[Registros armazenados]

|---|

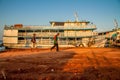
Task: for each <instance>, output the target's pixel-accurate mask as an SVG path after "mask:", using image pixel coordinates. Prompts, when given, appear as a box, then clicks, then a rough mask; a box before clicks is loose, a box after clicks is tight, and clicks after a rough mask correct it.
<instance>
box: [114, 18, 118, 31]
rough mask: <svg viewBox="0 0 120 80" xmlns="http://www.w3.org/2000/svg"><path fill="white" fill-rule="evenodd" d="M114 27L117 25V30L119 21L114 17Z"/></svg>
mask: <svg viewBox="0 0 120 80" xmlns="http://www.w3.org/2000/svg"><path fill="white" fill-rule="evenodd" d="M114 27H115V29H116V30H117V29H118V22H117V20H116V19H114Z"/></svg>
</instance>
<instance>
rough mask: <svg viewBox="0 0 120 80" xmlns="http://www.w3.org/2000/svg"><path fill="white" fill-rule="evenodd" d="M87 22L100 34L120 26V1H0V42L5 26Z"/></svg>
mask: <svg viewBox="0 0 120 80" xmlns="http://www.w3.org/2000/svg"><path fill="white" fill-rule="evenodd" d="M75 12H77V14H78V16H79V20H88V21H91V22H93V23H94V24H95V25H96V26H97V31H106V30H111V29H113V28H114V22H113V20H114V19H116V20H117V22H118V25H119V24H120V0H0V39H2V34H3V28H4V25H5V24H6V25H13V24H16V23H22V24H24V25H50V24H49V21H67V20H71V21H74V20H75V17H74V13H75Z"/></svg>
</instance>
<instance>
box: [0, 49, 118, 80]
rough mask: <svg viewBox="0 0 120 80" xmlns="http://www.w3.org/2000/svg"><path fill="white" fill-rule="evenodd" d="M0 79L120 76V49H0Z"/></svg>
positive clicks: (8, 79) (110, 77)
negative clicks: (50, 50) (11, 49)
mask: <svg viewBox="0 0 120 80" xmlns="http://www.w3.org/2000/svg"><path fill="white" fill-rule="evenodd" d="M0 80H120V49H119V48H70V49H60V51H59V52H55V50H53V51H50V50H49V49H44V50H43V49H33V50H32V51H31V50H29V49H26V50H25V49H20V50H8V51H5V52H1V53H0Z"/></svg>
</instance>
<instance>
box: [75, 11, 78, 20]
mask: <svg viewBox="0 0 120 80" xmlns="http://www.w3.org/2000/svg"><path fill="white" fill-rule="evenodd" d="M75 21H77V22H78V15H77V12H75Z"/></svg>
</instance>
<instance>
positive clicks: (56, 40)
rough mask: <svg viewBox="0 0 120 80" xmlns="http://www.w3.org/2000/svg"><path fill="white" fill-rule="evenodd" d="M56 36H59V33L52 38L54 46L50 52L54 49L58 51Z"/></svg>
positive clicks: (57, 40) (57, 39) (57, 43)
mask: <svg viewBox="0 0 120 80" xmlns="http://www.w3.org/2000/svg"><path fill="white" fill-rule="evenodd" d="M58 36H59V33H57V34H56V35H55V36H54V45H53V46H52V47H51V49H50V50H51V51H52V49H54V48H55V47H56V51H59V46H58Z"/></svg>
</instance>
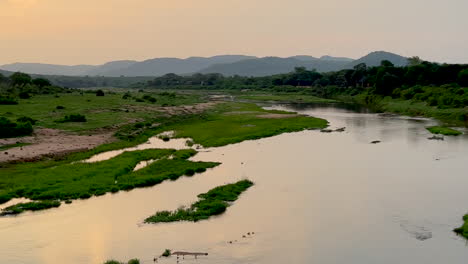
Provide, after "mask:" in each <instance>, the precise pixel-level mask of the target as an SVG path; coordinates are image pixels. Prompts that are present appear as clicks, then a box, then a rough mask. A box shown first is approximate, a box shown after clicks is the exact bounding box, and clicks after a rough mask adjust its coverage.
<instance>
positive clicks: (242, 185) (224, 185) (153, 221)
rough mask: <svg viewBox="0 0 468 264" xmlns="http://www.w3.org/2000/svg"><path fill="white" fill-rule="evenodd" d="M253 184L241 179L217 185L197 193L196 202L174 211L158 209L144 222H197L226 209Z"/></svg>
mask: <svg viewBox="0 0 468 264" xmlns="http://www.w3.org/2000/svg"><path fill="white" fill-rule="evenodd" d="M251 186H253V182H251V181H249V180H242V181H238V182H236V183H232V184H227V185H223V186H218V187H216V188H214V189H211V190H210V191H208V192H207V193H202V194H199V195H198V198H200V199H199V200H198V201H197V202H195V203H194V204H192V205H191V206H190V207H188V208H179V209H177V210H175V211H160V212H157V213H156V214H154V215H153V216H150V217H148V218H146V219H145V223H167V222H178V221H191V222H198V221H200V220H206V219H208V218H210V217H211V216H215V215H220V214H222V213H224V212H225V211H226V209H227V208H228V207H229V206H230V205H231V203H232V202H234V201H236V200H237V199H238V198H239V195H241V194H242V193H243V192H244V191H246V190H247V189H249V188H250V187H251Z"/></svg>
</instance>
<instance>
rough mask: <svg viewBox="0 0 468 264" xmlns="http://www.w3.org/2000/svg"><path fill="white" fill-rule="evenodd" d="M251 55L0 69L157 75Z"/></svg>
mask: <svg viewBox="0 0 468 264" xmlns="http://www.w3.org/2000/svg"><path fill="white" fill-rule="evenodd" d="M251 58H255V57H252V56H244V55H222V56H214V57H209V58H203V57H191V58H187V59H178V58H157V59H151V60H146V61H142V62H138V61H131V60H123V61H112V62H108V63H106V64H103V65H75V66H68V65H56V64H43V63H12V64H6V65H2V66H0V69H2V70H7V71H12V72H17V71H20V72H24V73H29V74H43V75H65V76H86V75H89V76H108V77H118V76H129V77H135V76H160V75H164V74H166V73H176V74H189V73H194V72H197V71H200V70H202V69H204V68H206V67H209V66H211V65H214V64H220V63H232V62H236V61H240V60H245V59H251Z"/></svg>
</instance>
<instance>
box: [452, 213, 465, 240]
mask: <svg viewBox="0 0 468 264" xmlns="http://www.w3.org/2000/svg"><path fill="white" fill-rule="evenodd" d="M463 221H465V222H464V223H463V225H462V226H461V227H458V228H455V229H454V230H453V232H455V233H457V234H458V235H460V236H462V237H464V238H466V239H468V215H465V216H464V217H463Z"/></svg>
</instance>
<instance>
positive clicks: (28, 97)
mask: <svg viewBox="0 0 468 264" xmlns="http://www.w3.org/2000/svg"><path fill="white" fill-rule="evenodd" d="M18 96H19V98H21V99H29V98H31V95H30V94H29V93H27V92H21V93H19V95H18Z"/></svg>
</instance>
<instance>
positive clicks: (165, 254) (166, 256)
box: [161, 249, 171, 257]
mask: <svg viewBox="0 0 468 264" xmlns="http://www.w3.org/2000/svg"><path fill="white" fill-rule="evenodd" d="M170 255H171V250H170V249H166V250H164V252H163V253H162V255H161V256H163V257H169V256H170Z"/></svg>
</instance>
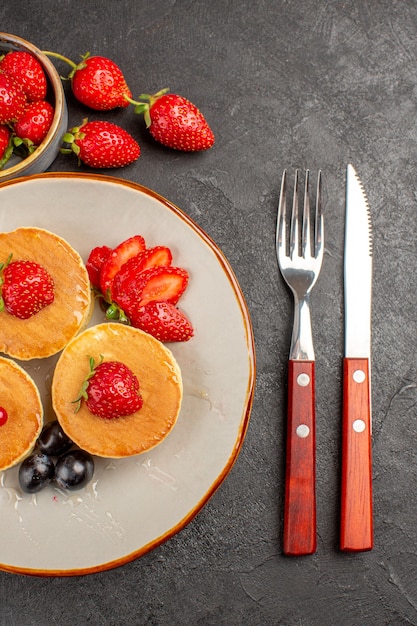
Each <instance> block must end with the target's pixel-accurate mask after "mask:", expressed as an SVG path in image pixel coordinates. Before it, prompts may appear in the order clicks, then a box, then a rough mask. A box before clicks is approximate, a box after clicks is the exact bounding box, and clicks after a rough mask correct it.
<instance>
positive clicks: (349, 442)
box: [340, 358, 373, 552]
mask: <svg viewBox="0 0 417 626" xmlns="http://www.w3.org/2000/svg"><path fill="white" fill-rule="evenodd" d="M371 428H372V425H371V385H370V368H369V361H368V359H350V358H345V359H344V361H343V421H342V484H341V498H342V501H341V528H340V549H341V550H343V551H346V552H363V551H365V550H372V547H373V521H372V448H371Z"/></svg>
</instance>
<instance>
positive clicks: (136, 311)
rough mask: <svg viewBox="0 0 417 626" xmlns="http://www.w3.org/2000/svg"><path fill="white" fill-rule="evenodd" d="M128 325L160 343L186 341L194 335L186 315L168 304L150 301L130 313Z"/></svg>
mask: <svg viewBox="0 0 417 626" xmlns="http://www.w3.org/2000/svg"><path fill="white" fill-rule="evenodd" d="M129 320H130V323H131V325H132V326H134V327H135V328H140V330H143V331H144V332H146V333H149V334H150V335H152V336H153V337H155V339H159V341H162V342H167V343H169V342H173V341H188V340H189V339H191V337H192V336H193V335H194V330H193V327H192V325H191V322H190V321H189V319H188V318H187V317H186V315H185V314H184V313H183V312H182V311H181V310H180V309H178V308H177V307H176V306H175V305H173V304H171V303H170V302H158V301H156V300H151V302H148V303H147V304H145V305H144V306H139V307H137V308H136V309H134V310H132V311H131V312H130V317H129Z"/></svg>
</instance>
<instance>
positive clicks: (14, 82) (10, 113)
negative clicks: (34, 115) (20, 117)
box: [0, 72, 27, 124]
mask: <svg viewBox="0 0 417 626" xmlns="http://www.w3.org/2000/svg"><path fill="white" fill-rule="evenodd" d="M26 102H27V100H26V96H25V94H24V91H23V89H22V88H21V87H20V85H19V84H18V83H17V82H16V81H15V80H14V79H13V78H12V77H11V76H9V75H8V74H5V73H4V72H0V124H12V123H13V122H16V121H17V120H18V119H19V118H20V117H21V116H22V115H23V113H24V111H25V108H26Z"/></svg>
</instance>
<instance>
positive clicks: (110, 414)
mask: <svg viewBox="0 0 417 626" xmlns="http://www.w3.org/2000/svg"><path fill="white" fill-rule="evenodd" d="M83 399H84V400H85V402H86V404H87V407H88V409H89V410H90V412H91V413H93V415H97V416H99V417H103V418H105V419H114V418H116V417H123V416H128V415H132V413H135V412H136V411H139V410H140V409H141V408H142V405H143V400H142V396H141V395H140V393H139V381H138V379H137V377H136V375H135V374H134V373H133V372H132V370H131V369H130V368H129V367H127V365H125V364H124V363H121V362H120V361H103V360H102V358H101V360H100V362H99V363H98V364H97V365H96V364H95V361H94V359H93V358H91V357H90V371H89V373H88V375H87V378H86V379H85V381H84V382H83V384H82V386H81V389H80V394H79V396H78V398H76V399H75V400H74V403H75V404H76V409H75V410H76V411H77V410H79V408H80V406H81V401H82V400H83Z"/></svg>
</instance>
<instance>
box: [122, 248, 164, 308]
mask: <svg viewBox="0 0 417 626" xmlns="http://www.w3.org/2000/svg"><path fill="white" fill-rule="evenodd" d="M171 262H172V253H171V250H170V249H169V248H166V247H165V246H155V247H154V248H147V249H146V250H144V251H143V252H139V254H137V255H136V256H135V257H132V258H131V259H129V260H128V261H126V263H125V264H124V265H123V266H122V267H121V269H120V270H119V271H118V272H117V274H116V276H115V277H114V281H113V289H112V293H113V299H114V300H115V301H116V302H117V301H118V299H119V298H123V297H124V295H128V294H129V293H130V292H135V293H137V292H138V290H137V288H136V286H135V283H136V281H137V279H138V274H140V272H143V271H144V270H147V269H150V268H152V267H157V266H163V267H167V266H168V265H171Z"/></svg>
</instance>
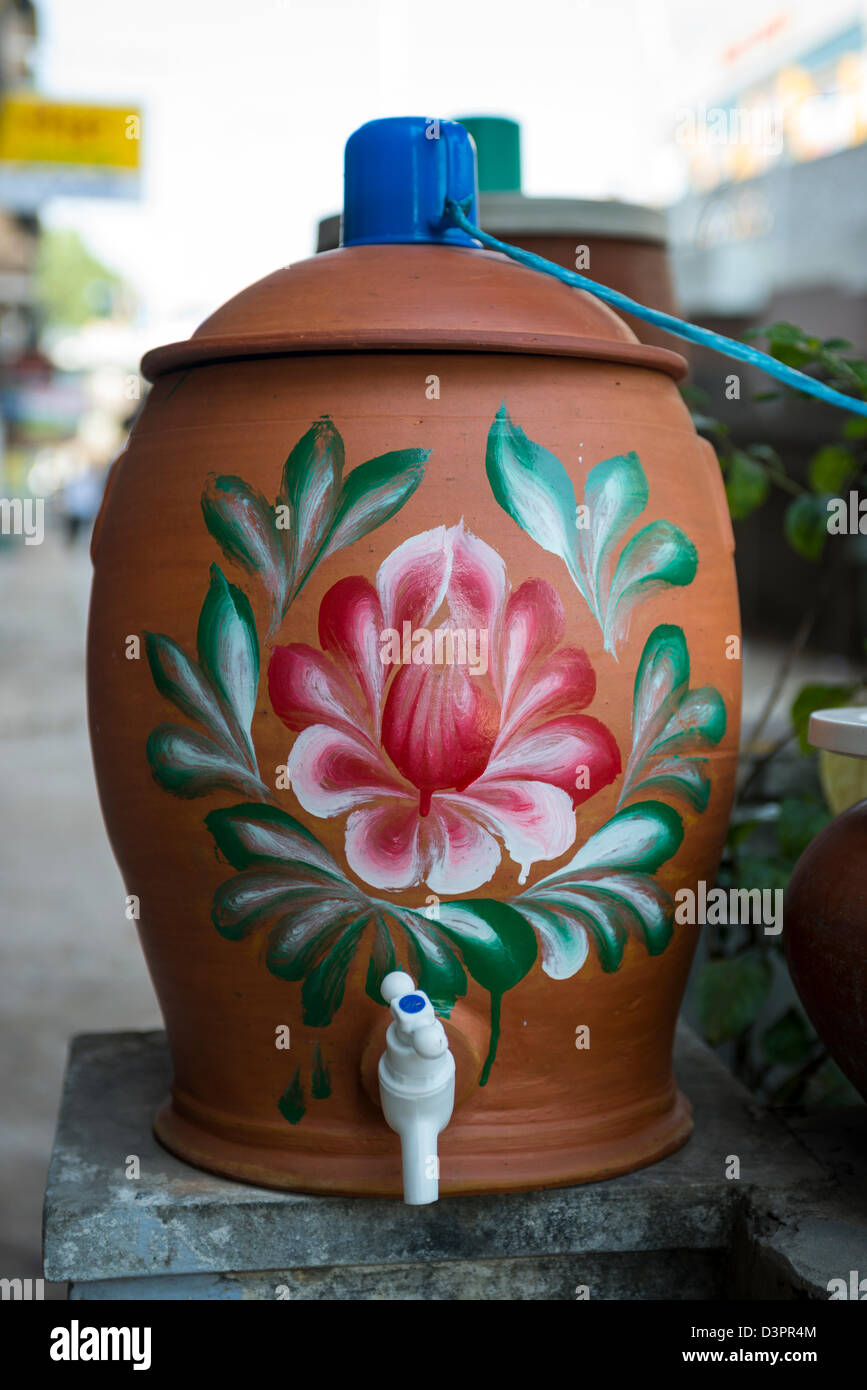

|---|

O que fazer
Informe, transcrevendo-a por inteiro, cada linha dos registros que contém a palavra "correct".

Solução
Task: for each <instance>, output the target's pixel-accurate mask as an SVG path after "mask:", using image pixel coordinates. Prompts, when given, appear as a box, then clicks, then a rough mask; a box before clicks is loose, a box after clicks is tight, and clicks after a rough mask correct it.
Each <instance> block must end with the target's pixel-accurate mask after "mask:", expressed as an SVG path in image pixel coordinates. Before it, prompts may appear in the order clicks, then a box, then a rough mask. A box before clicks is approximate, a box after clicks is the exact bounding box, and clicks after a rough mask correct it.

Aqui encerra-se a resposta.